# Extrait à lire:
┌────────
«Combien de temps doit durer la douche parfaite pour le climat ?» Nous sommes samedi matin et je vois passer cette question, publiée par le Huffington Post sur le fil des actualités qui nous incitent, de façon plus ou moins subliminale, à adapter notre modus vivendi. Et c’est Florence Clément, responsable de l’information pour le grand public à l’ADEME, qui répond : «On dit aux gens de prendre une douche sans dépasser le temps d’une chanson». Autrement dit quelques gouttes si l’on écoute «You Suffer» du groupe Napalm Death pendant 1,316 secondes ou quelques millions de mètres cubes pendant 639 ans si l’on choisit «As low as possible» de John Cage, partition de huit pages où il faut attendre des mois pour passer d’une note à l’autre. Nonobstant cette amplitude musicale, je ne sais pas vous, mais en ce qui me concerne, tous ces petits conseils commencent à m’emmerder.
Tout, absolument tout ce que l’on nous raconte est destiné à nous faire culpabiliser, à nous infantiliser. Le maçon qui quitte la poussière d’un chantier, l’agriculteur qui vient de faucher ou celui qui sort de sa serre en plein été, le boulanger qui termine sa nuit dans la chaleur du fournil, l’infirmière qui vient de panser les plaies ou le mécano qui a passé sa journée dans le cambouis ont-ils vraiment envie de se demander «combien de temps doit durer la douche parfaite pour le climat ?».
Non, pas plus qu’ils n’ont (pour la plupart d’entre eux) envie de savoir s’ils doivent tondre leur pelouse ou pas, s’ils doivent éteindre la lumière, privilégier les steaks végétaux à la viande grillée sur un barbecue, essayer la farine d’insecte, utiliser davantage son vélo, laisser la bagnole au garage, préférer la paresse aux embouteillages, mettre un couvercle sur la casserole, boire dans une gourde, acheter des frusques d’occasion, fabriquer ses produits ménagers, composter, économiser, trier, recycler, s’adapter, obtempérer et consommer. Oui, au bout du compte, consommer autre chose et, si possible, ce que les nouveaux marchands de raisonnement veulent nous fourguer.
Car c’est ce que nous devons comprendre entre deux spots météos où la gentille présentatrice nous explique comment protéger la couche d’ozone alors que, dans la seconde suivante, la même chaine de télévision nous incite à prendre l’aéroplane pour aller nous changer les idées à l’autre bout d’une planète dangereusement menacée.
└────────
# Extraits de données:
┌────────
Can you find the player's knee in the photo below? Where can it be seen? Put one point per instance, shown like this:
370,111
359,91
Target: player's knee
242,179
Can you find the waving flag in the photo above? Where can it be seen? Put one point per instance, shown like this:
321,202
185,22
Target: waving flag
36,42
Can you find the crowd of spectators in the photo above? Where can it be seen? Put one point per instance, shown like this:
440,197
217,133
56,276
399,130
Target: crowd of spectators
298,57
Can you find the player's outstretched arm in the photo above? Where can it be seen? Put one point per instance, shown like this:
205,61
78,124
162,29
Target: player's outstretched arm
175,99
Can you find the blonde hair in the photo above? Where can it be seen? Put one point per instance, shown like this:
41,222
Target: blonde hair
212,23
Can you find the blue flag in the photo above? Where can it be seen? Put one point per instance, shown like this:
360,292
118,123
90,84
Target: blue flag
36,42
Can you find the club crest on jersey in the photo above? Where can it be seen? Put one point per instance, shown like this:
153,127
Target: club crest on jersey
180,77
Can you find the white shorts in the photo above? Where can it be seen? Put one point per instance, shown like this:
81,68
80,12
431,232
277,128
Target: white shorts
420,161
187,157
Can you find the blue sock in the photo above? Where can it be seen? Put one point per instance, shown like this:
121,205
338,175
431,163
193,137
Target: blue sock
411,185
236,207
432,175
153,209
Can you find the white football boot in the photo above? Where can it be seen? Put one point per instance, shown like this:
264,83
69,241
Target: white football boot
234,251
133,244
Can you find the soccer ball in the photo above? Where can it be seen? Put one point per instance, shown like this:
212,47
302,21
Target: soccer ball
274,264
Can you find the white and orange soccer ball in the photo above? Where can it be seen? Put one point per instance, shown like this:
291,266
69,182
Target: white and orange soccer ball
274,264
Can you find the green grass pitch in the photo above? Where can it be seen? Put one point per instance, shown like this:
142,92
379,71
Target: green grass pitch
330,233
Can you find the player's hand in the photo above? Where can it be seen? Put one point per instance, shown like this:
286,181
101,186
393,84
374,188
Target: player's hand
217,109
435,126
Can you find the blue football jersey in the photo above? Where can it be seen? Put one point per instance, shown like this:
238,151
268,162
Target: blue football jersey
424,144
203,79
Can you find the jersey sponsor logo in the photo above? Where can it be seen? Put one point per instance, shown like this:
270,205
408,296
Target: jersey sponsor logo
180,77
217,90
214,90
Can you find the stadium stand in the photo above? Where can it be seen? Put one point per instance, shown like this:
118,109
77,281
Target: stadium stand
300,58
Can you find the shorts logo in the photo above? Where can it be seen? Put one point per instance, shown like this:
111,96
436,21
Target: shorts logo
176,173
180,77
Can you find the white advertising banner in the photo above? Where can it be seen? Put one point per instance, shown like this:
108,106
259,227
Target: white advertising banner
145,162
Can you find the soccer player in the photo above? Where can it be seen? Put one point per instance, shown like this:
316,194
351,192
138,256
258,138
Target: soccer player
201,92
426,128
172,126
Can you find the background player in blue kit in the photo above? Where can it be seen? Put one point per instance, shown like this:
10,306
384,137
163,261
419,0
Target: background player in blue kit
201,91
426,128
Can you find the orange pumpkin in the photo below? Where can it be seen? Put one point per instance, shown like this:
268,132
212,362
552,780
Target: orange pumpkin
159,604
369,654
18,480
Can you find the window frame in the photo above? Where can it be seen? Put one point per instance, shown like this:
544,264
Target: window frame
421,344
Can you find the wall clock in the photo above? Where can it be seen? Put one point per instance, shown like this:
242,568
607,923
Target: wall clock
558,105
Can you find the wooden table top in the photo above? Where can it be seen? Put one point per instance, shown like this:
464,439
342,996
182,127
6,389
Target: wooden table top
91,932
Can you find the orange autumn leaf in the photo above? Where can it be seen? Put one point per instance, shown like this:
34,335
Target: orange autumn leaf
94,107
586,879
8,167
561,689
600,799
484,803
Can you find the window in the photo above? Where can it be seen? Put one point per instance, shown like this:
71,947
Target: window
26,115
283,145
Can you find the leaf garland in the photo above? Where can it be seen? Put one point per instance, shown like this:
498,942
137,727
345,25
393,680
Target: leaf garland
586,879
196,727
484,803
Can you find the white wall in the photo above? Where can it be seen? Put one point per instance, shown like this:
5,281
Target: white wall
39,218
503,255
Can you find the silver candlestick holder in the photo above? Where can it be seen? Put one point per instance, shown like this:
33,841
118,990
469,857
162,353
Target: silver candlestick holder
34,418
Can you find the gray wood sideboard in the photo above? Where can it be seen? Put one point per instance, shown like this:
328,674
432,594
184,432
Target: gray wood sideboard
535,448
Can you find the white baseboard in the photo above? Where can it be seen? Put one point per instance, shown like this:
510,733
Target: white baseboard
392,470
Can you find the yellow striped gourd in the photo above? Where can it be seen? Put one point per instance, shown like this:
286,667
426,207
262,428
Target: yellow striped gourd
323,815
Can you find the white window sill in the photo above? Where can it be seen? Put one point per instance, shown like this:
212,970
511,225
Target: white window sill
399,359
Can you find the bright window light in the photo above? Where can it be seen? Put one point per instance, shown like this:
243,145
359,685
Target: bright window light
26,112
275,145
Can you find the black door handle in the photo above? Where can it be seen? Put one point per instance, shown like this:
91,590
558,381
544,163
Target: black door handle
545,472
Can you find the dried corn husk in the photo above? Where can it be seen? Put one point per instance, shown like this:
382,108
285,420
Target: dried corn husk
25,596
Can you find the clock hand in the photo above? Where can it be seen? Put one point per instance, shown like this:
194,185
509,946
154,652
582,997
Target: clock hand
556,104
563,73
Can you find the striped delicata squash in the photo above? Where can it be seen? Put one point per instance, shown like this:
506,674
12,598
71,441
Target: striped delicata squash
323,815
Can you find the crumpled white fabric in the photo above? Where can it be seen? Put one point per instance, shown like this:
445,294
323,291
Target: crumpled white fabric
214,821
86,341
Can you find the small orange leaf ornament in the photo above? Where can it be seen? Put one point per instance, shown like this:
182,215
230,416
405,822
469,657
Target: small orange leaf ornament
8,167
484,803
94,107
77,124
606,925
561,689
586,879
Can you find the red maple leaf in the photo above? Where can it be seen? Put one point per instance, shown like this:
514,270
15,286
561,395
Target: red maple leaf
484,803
└────────
# Travail à faire:
• a. Dans le texte sur la douche et le climat, quelle personne répond à la question sur la durée de la douche parfaite, et quelle fonction occupe-t-elle ?
• b. Réécrivez le listing depuis la ligne contenant «Can you find the small» jusqu'à la fin du listing, toutes deux incluses, en remplaçant «red maple leaf» par «yellow maple leaf» sans rien modifier d'autre.
Le texte et le listing ne proviennent pas de la même source.

# Réponses aux exercices:
• a. Florence Clément, responsable de l'information pour le grand public à l'ADEME.

• b.
Can you find the small orange leaf ornament in the photo above? Where can it be seen? Put one point per instance, shown like this:
182,215
230,416
405,822
469,657
Target: small orange leaf ornament
8,167
484,803
94,107
77,124
606,925
561,689
586,879
Can you find the yellow maple leaf in the photo above? Where can it be seen? Put one point per instance, shown like this:
514,270
15,286
561,395
Target: yellow maple leaf
484,803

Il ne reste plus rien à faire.